» **Requirement**: Copy the data below verbatim, line for line, with nothing changed.

[Start of Given data]

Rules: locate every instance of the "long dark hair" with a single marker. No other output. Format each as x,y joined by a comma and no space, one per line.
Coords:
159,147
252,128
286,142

[End of Given data]

» **The output**:
Rules: locate every instance of the "long dark hair" with a single marker. No other output. Format each as x,y joined by a comma and no space, one per line.
Coords:
159,147
252,128
286,142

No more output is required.